ABOUT THIS TASK - Please copy the passage of the address below on uninsured Texans word for word, from "And yet when" to "a decade ago.".

=== SELECTED EXTRACT ===

I have a book that is very dear to me. It is not a rare book, nor a valuable book.
But this book on World War II military campaigns means a lot to me because it was given to me by a patient. After many office visits we had learned of our mutual interest in history. My patient, knowing my father went to West Point, gave me the book as a token of his appreciation of my care. The relationship that all of us have with our patients is a special one, and I know my fellow physicians have similar stories that demonstrate the mutual respect inherent in the patient-physician relationship.
But, of course, there is more to this story. For my patient had been experiencing rectal bleeding for over nine months. He worked on a food truck selling snow cones, and was poor and uninsured. By the time he presented for medical evaluation he had metastatic disease. All I could do for him was give him a colostomy. My colleagues gave him chemotherapy to no avail. He ultimately passed from metastatic rectal cancer.
I’ve always wondered if my patient lived in a state with ACA expansion would he have been covered by Medicaid? Would he have had access to a primary care medical home? Would he have had access to a screening colonoscopy that could have prevented his disease? Would he at least have had access to early diagnosis and treatment with a greater chance of survival?
But we live in a state where that is not possible. We live in a state where 17.7% of Texans are uninsured. That’s 5 million Texans. That makes us 51st. That makes us last. We live in a state where 873,000 children – and growing – are uninsured. This represents 20% of all the uninsured children in the country.
I’m not telling you anything new. You – we – see this in our clinics, hospitals, and emergency departments every day. But as I’ve traveled around the state as your Texas Medical Association president, I’ve met many who feel the situation has reached a critical stage. It has become more difficult for Texas doctors to sustain this unwritten tax on ourselves, our clinics, and our hospitals as we care for the uninsured poor.
Yet our state seems to expect this from us.
Likewise, insured patients and employers and local property taxpayers are becoming increasingly more vocal about the cost shifting that occurs to pay for the care of uninsured patients.
And yet when we go to the Capitol, we tiptoe around this issue because we don’t want to offend the legislative majority.
It is the policy of our TMA that our patients have universal coverage.
It is the policy of our TMA that we draw down the tens of billions of dollars that Texas has passed up since the ACA became law a decade ago.
Yet, is it a TRUE goal of our TMA?
When we sit down with our legislators, do we ask them if they are going to use a waiver, or block grants, or expansion to help the uninsured? And exactly WHEN are they going to do that?

=== STUDY MATERIAL ===

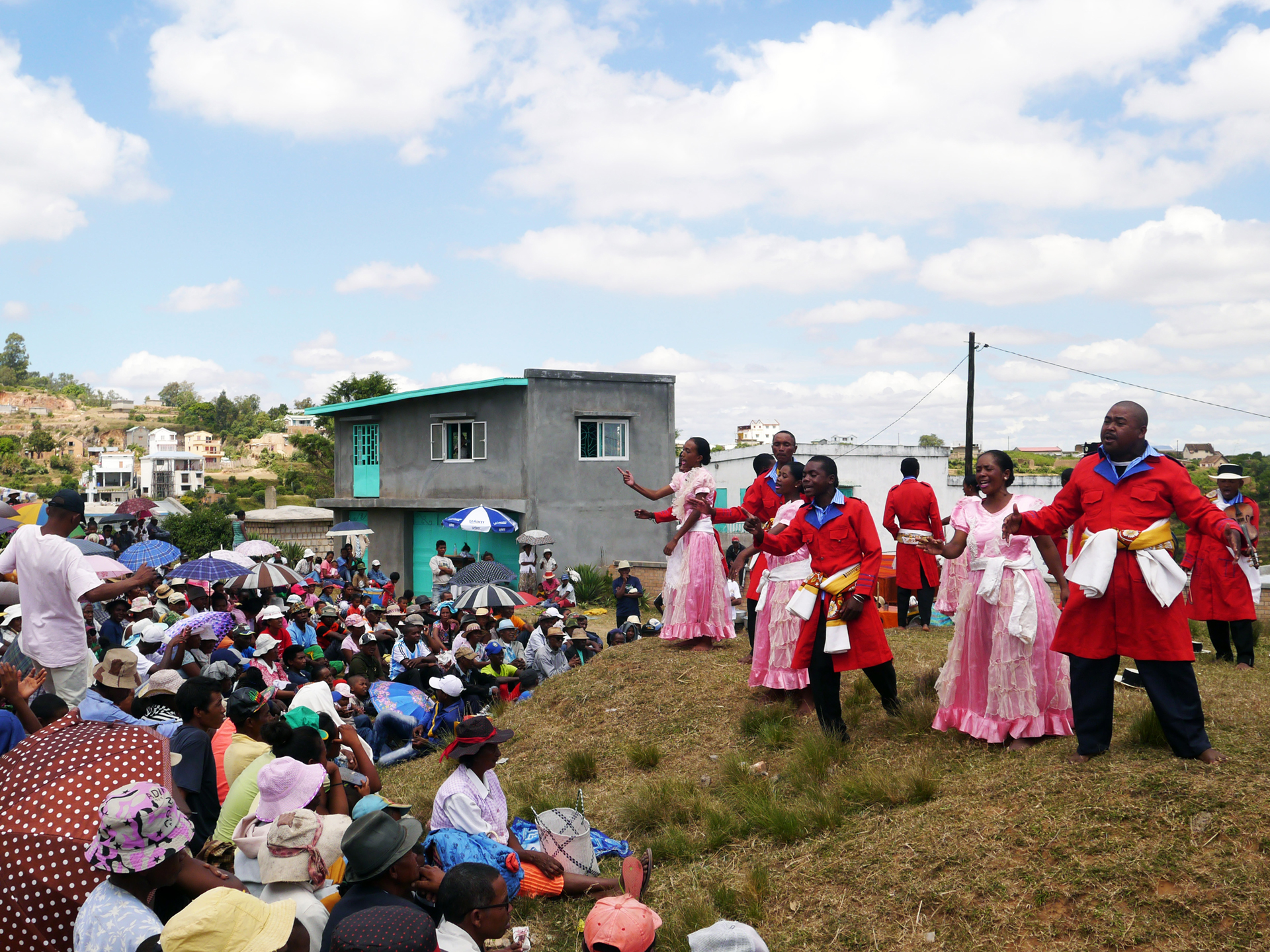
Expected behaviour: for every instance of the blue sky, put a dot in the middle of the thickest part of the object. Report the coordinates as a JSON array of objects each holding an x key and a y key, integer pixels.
[{"x": 798, "y": 208}]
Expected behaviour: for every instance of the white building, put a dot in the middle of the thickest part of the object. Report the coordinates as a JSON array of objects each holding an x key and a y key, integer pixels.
[
  {"x": 164, "y": 441},
  {"x": 757, "y": 432},
  {"x": 111, "y": 477},
  {"x": 171, "y": 474},
  {"x": 867, "y": 473}
]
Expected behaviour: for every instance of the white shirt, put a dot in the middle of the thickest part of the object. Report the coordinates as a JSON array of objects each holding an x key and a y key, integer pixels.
[
  {"x": 441, "y": 569},
  {"x": 52, "y": 575},
  {"x": 451, "y": 938}
]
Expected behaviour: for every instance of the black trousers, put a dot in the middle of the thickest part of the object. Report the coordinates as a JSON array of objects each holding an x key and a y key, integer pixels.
[
  {"x": 1170, "y": 686},
  {"x": 925, "y": 601},
  {"x": 826, "y": 686},
  {"x": 1221, "y": 634}
]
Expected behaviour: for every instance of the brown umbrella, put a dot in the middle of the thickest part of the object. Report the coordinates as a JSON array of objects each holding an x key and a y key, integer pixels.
[{"x": 51, "y": 789}]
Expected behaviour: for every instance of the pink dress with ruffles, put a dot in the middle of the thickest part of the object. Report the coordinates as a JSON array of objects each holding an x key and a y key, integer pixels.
[
  {"x": 777, "y": 629},
  {"x": 695, "y": 593},
  {"x": 1001, "y": 680}
]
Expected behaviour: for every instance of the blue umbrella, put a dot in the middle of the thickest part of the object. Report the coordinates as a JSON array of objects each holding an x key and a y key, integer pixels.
[
  {"x": 87, "y": 547},
  {"x": 153, "y": 554},
  {"x": 480, "y": 518},
  {"x": 207, "y": 571}
]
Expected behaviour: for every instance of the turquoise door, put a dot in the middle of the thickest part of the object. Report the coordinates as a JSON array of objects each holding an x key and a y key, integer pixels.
[
  {"x": 366, "y": 460},
  {"x": 429, "y": 531}
]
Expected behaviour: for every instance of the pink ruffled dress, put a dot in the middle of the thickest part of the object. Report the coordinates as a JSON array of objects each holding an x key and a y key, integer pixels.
[
  {"x": 1001, "y": 680},
  {"x": 777, "y": 629},
  {"x": 695, "y": 593},
  {"x": 954, "y": 573}
]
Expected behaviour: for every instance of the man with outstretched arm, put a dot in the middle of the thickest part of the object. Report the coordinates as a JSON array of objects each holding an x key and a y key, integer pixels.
[{"x": 1126, "y": 588}]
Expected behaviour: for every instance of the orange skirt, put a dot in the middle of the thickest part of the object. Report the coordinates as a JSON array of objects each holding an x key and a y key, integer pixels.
[{"x": 536, "y": 883}]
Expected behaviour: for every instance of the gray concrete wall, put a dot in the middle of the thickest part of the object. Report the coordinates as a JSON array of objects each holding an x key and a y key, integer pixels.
[{"x": 583, "y": 503}]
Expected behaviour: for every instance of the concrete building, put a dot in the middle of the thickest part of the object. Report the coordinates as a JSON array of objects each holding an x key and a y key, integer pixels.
[
  {"x": 867, "y": 473},
  {"x": 542, "y": 448},
  {"x": 171, "y": 474},
  {"x": 206, "y": 446},
  {"x": 164, "y": 441},
  {"x": 111, "y": 480},
  {"x": 757, "y": 432}
]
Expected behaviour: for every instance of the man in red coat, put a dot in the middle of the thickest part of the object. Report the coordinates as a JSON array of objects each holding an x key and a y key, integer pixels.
[
  {"x": 1221, "y": 586},
  {"x": 1126, "y": 598},
  {"x": 917, "y": 510},
  {"x": 841, "y": 536}
]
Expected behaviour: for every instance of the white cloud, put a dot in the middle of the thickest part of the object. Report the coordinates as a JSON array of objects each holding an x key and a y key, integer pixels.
[
  {"x": 850, "y": 313},
  {"x": 908, "y": 117},
  {"x": 55, "y": 153},
  {"x": 205, "y": 298},
  {"x": 1191, "y": 257},
  {"x": 381, "y": 276},
  {"x": 675, "y": 262},
  {"x": 324, "y": 69}
]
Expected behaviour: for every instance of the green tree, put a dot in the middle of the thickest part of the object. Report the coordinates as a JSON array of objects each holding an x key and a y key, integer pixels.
[
  {"x": 355, "y": 387},
  {"x": 204, "y": 531},
  {"x": 15, "y": 356}
]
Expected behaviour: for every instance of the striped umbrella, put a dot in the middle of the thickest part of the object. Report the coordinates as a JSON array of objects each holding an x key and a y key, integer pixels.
[
  {"x": 480, "y": 518},
  {"x": 267, "y": 576},
  {"x": 153, "y": 553},
  {"x": 255, "y": 547},
  {"x": 207, "y": 571},
  {"x": 489, "y": 597}
]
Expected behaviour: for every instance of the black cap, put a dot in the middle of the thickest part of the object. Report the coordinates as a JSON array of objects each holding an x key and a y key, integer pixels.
[{"x": 67, "y": 499}]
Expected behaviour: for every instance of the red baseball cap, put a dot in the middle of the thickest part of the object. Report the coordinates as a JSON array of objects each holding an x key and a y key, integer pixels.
[{"x": 621, "y": 922}]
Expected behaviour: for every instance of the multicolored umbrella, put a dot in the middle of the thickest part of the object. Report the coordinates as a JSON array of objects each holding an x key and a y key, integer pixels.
[
  {"x": 255, "y": 547},
  {"x": 207, "y": 571},
  {"x": 267, "y": 575},
  {"x": 107, "y": 568},
  {"x": 51, "y": 789},
  {"x": 220, "y": 622},
  {"x": 153, "y": 553},
  {"x": 400, "y": 698},
  {"x": 489, "y": 597},
  {"x": 139, "y": 504}
]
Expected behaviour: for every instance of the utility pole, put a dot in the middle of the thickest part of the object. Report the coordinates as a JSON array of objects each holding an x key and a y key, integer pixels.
[{"x": 969, "y": 413}]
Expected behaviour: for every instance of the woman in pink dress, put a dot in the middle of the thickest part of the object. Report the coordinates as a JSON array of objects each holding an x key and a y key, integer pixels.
[
  {"x": 698, "y": 612},
  {"x": 955, "y": 571},
  {"x": 777, "y": 629},
  {"x": 1001, "y": 682}
]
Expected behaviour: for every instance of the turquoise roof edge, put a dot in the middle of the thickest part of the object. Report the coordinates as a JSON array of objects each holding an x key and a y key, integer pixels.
[{"x": 413, "y": 394}]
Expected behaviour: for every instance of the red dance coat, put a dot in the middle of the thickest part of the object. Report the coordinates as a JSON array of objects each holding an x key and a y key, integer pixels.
[
  {"x": 915, "y": 506},
  {"x": 1127, "y": 619},
  {"x": 1220, "y": 589},
  {"x": 845, "y": 539}
]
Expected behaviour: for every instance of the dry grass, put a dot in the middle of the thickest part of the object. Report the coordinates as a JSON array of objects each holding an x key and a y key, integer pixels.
[{"x": 905, "y": 830}]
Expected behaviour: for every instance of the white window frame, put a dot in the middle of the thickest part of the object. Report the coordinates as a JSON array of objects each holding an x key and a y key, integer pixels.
[
  {"x": 441, "y": 441},
  {"x": 600, "y": 436}
]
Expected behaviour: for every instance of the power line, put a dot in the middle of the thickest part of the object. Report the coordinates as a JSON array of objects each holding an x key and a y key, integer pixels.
[
  {"x": 910, "y": 409},
  {"x": 1127, "y": 383}
]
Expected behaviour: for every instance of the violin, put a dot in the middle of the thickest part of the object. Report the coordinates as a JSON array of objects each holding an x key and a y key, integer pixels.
[{"x": 1242, "y": 516}]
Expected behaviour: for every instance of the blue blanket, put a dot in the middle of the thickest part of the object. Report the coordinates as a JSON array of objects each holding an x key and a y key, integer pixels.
[{"x": 603, "y": 846}]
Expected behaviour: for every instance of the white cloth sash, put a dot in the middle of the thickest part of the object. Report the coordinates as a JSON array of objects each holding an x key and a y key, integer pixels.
[
  {"x": 1093, "y": 568},
  {"x": 1023, "y": 612},
  {"x": 790, "y": 571}
]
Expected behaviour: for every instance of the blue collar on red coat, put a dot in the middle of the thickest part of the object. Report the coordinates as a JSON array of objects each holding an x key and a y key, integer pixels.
[{"x": 1108, "y": 471}]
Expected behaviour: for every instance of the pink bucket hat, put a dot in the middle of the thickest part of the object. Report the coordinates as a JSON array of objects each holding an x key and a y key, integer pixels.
[
  {"x": 142, "y": 826},
  {"x": 287, "y": 785}
]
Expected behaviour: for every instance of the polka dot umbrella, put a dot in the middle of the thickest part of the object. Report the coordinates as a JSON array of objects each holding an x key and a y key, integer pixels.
[{"x": 51, "y": 787}]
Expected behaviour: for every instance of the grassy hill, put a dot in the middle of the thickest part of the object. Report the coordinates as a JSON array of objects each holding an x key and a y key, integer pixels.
[{"x": 905, "y": 838}]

===

SOLUTION FOR THIS PROBLEM -
And yet when we go to the Capitol, we tiptoe around this issue because we don’t want to offend the legislative majority.
It is the policy of our TMA that our patients have universal coverage.
It is the policy of our TMA that we draw down the tens of billions of dollars that Texas has passed up since the ACA became law a decade ago.